BEGIN ENTRIES SUPPLIED

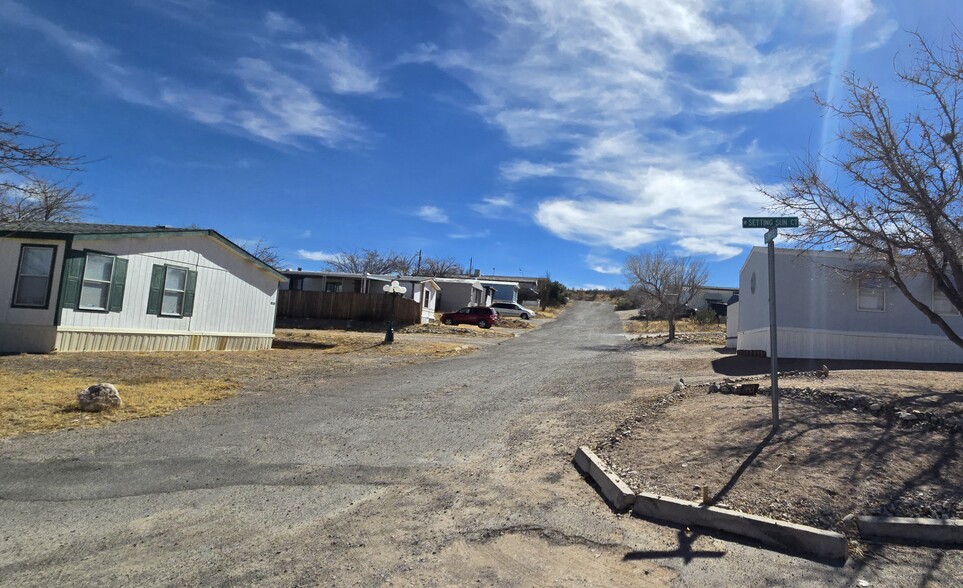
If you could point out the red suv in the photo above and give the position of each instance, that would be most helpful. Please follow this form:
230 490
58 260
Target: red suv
483 316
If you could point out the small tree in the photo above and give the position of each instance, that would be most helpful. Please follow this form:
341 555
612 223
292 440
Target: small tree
22 154
440 267
900 208
40 200
266 253
26 196
372 262
665 283
551 292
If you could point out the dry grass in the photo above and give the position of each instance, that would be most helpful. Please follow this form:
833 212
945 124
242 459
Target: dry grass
47 401
681 326
342 342
38 393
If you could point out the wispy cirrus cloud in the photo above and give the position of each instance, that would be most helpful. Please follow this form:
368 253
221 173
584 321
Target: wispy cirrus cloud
596 84
432 214
494 206
265 97
316 255
343 64
603 265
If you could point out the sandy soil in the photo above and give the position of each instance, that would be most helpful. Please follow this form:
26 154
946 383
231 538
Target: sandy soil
834 454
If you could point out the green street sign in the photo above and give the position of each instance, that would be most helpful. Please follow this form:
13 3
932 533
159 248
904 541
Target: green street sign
770 222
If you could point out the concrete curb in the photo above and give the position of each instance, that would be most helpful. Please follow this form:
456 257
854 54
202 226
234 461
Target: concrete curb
617 492
788 536
912 529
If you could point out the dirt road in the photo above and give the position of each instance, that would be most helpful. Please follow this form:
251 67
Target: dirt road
453 472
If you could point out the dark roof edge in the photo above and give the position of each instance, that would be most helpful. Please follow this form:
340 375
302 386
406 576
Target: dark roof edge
82 236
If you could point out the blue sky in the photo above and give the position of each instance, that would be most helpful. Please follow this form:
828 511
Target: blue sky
528 136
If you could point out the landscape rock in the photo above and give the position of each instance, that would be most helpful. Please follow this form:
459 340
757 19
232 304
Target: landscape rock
99 397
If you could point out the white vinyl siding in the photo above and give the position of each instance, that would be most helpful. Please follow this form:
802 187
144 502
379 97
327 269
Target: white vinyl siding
232 295
871 296
95 291
942 304
33 276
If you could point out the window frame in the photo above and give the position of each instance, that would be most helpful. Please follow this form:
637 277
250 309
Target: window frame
17 282
165 290
84 280
877 288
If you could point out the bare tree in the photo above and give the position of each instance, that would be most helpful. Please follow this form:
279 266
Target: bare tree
22 154
372 262
898 201
41 200
266 253
439 267
665 283
24 195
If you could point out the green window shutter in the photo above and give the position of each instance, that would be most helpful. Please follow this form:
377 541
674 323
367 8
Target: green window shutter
72 276
117 283
189 293
157 275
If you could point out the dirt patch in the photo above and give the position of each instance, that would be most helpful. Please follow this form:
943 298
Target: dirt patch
842 447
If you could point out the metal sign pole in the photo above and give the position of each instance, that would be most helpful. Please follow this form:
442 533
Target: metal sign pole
773 354
772 223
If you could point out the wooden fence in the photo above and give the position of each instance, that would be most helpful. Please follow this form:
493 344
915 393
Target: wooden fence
346 306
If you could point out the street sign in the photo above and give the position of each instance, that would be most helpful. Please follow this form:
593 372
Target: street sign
770 222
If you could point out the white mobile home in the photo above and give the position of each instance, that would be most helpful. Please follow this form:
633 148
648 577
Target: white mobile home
824 311
92 287
422 290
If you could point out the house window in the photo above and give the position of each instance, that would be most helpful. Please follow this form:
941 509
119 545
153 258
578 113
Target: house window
95 289
175 286
871 296
942 304
171 291
34 271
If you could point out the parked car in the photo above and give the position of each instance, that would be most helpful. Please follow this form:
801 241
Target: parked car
513 309
483 316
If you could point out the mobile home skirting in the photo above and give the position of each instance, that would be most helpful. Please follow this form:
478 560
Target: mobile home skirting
819 344
74 339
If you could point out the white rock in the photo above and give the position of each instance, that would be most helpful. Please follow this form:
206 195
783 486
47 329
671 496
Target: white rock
99 397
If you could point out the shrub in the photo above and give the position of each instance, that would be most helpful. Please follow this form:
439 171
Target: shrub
706 316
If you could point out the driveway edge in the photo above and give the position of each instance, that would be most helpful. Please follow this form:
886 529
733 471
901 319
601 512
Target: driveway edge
780 534
946 531
617 492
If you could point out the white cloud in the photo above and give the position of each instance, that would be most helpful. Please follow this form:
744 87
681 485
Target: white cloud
276 23
600 83
494 206
470 235
697 208
602 265
521 169
316 255
288 109
266 102
343 64
432 214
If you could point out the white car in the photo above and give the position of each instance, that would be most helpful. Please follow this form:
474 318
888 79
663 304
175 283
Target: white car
513 309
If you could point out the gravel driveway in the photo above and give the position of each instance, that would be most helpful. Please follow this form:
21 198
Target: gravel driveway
444 473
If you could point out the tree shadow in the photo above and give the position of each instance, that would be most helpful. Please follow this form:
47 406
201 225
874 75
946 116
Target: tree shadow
685 551
747 365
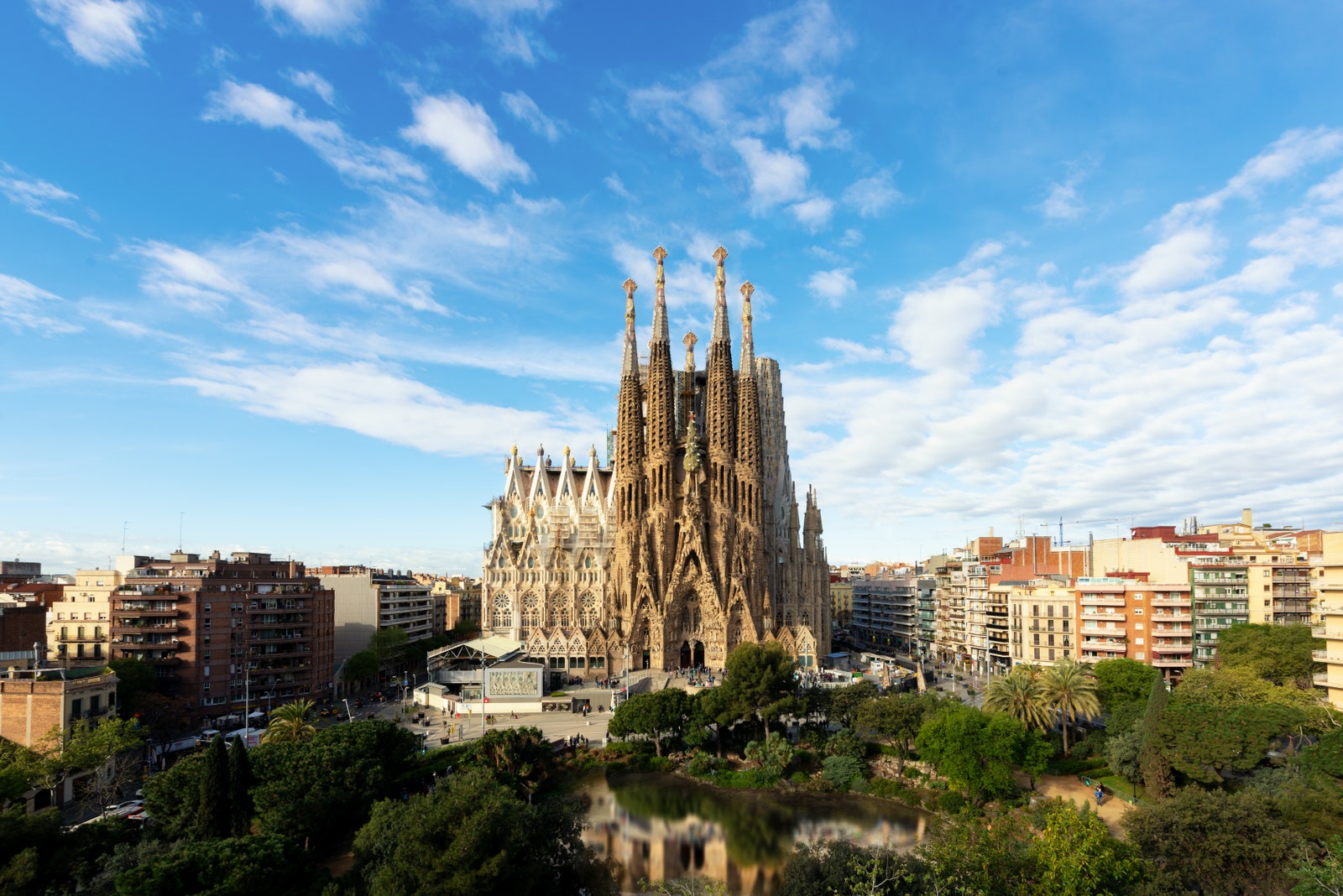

END ENTRIES SUPPLIED

PROMPT
Transcribe the listing above in full. Pictures are not part of the copy.

RESPONSE BOX
If you could point out the red suv in the photo above and give the position of each instance, that would be most helpful. Please follow this form:
230 490
58 260
Target: red suv
483 316
If you could point out the small tree in the photo above and give the position of each instance, that would be most helpful. Please follow this form:
341 555
612 223
292 440
Target: small tree
22 154
440 267
900 208
40 200
266 253
26 196
372 262
665 283
551 292
If you could point out the dry grass in the photo above and give the position of each instance, that would be most helpful. Please follow this form:
833 212
945 124
242 459
Target: dry grass
47 401
681 326
342 342
38 393
If you could point out the wispy cirrus cloud in the photo above and give the position of each instance, that would be most helpful. Please follow this form:
368 253
221 173
584 321
Target: wispy cirrus cloud
596 84
432 214
494 206
265 97
316 255
343 64
603 265
If you could point out the sandy soil in the photo above and give the position of each instance, that would be most helpful. Please follow this form:
26 154
946 383
231 538
Target: sandy soil
834 454
If you could point out the green street sign in the photo above and give the position of each instance, that would be most helpful. Please follow this form:
13 3
932 533
159 248
904 541
Target: green street sign
770 222
If you could point out the concrete curb in the photo above and give the position of each instance, that would be most helpful. Please follow this form:
456 257
854 54
202 226
234 461
Target: concrete curb
617 492
788 536
912 529
If you could point out the dirt road in the photo above and give the position of each instance, that would be most helpful. Please follow this form:
251 67
Target: dirt road
453 472
If you could point out the dark roof edge in the photo above and give the position of each instance, that would be most helpful. Please follow this form:
340 375
302 386
406 576
Target: dark roof edge
82 236
If you could point out the blue sky in the photo above and give the position of each instance, that would be most helpful. Please follow this form:
828 511
Target: blue sky
528 136
If you could point out the landscape rock in the photo above and give the position of each instance, that would be most helpful. Please follow this form:
459 340
757 19
232 304
Target: landscape rock
99 397
If you could point out the white vinyl siding in the photo above and give the position of each instance, that would be most helpful. Please follow this form:
802 187
144 502
379 97
327 269
Target: white vinyl siding
232 295
871 296
95 291
942 304
33 276
If you could point out the window frame in the photo above and give the position of each instance, that would be most helpful. Please follow this form:
637 277
250 309
Target: window frame
17 282
165 290
84 280
877 288
If you could point out the bare tree in the photo above and give the position of each instance, that would be most helpful. Please follow this form:
279 266
Target: bare tree
22 154
372 262
898 201
41 200
266 253
439 267
665 283
24 195
If you could point out the green window shutter in the photo above and give the position of each instance, that would be most helpful. Please follow this form:
377 541
674 323
367 8
Target: green window shutter
72 276
117 283
189 293
157 275
If you could point out the dirt patch in the photo above and give the position of each instance, that would be most helpful. Please follow this form:
943 298
Target: dirt patch
842 447
If you could point out the metal sign pole in the photo above and give the position of each instance, that would be most helpful. Please follow this form:
442 533
Target: metal sign pole
773 354
772 223
If you could point out the wooden fence in the photo above and give the position of each instance, that would be most helpful. Please follow this form:
493 344
915 393
Target: wooden fence
346 306
If you could point out the street sign in the photo above and give the position of each instance, that would be most helpful. Please follow this form:
593 372
Target: street sign
770 222
If you could point out the white mobile home in the photo above and give the position of each instance, that would be most helpful. Please follow this form:
633 148
648 577
Target: white mobile home
824 311
92 287
422 290
If you could point out the house window in the photo above and give the position of each instance, that would be most helpful. Please follow this form:
941 509
119 545
153 258
578 113
Target: house window
95 289
175 286
871 296
942 304
171 291
34 271
If you could point out the parked car in the photo above and give the position of each instance, that would be most helpful. Please follow this form:
801 241
Target: parked car
513 309
483 316
If you could point out the mobile home skirting in the photo above and give the position of each instance, that would be most helpful. Please follow this form:
478 560
Target: mobile home skirting
819 344
74 339
If you could point out the white rock in the photo above and give the position of each instance, that would be most helpful. Please follow this form:
206 195
783 486
47 329
671 496
Target: white rock
99 397
If you could point out the shrub in the photo above and give the position of each instance, that would be most helpful. Please follow this form:
439 171
Target: shrub
706 316
If you could point out the driveway edge in the photo above and give the position of each instance, that would be most helpful. Please follow this form:
886 529
733 471
901 319
601 512
Target: driveway edge
780 534
946 531
617 492
If you could point out the white cloud in the photo above and give the position of each instance, that would be most helpful. Please follow this form:
744 87
681 485
Target: white cloud
276 23
600 83
494 206
470 235
697 208
602 265
521 169
316 255
288 109
266 102
343 64
432 214
If you could point out the white car in the photo above and give the position of each instance, that would be most helpful. Please follow this form:
474 318
888 79
663 304
175 283
Target: white car
513 309
If you could point out the gravel driveway in the photo above and give the position of each instance, that would be most helpful. Please follow this form:
21 198
Target: gravel driveway
444 473
If you could point out the tree shadow in the photo above and give the position of each instance, that would be most helpful. Please follow this form:
47 406
201 225
874 75
946 116
Target: tree shadow
685 551
747 365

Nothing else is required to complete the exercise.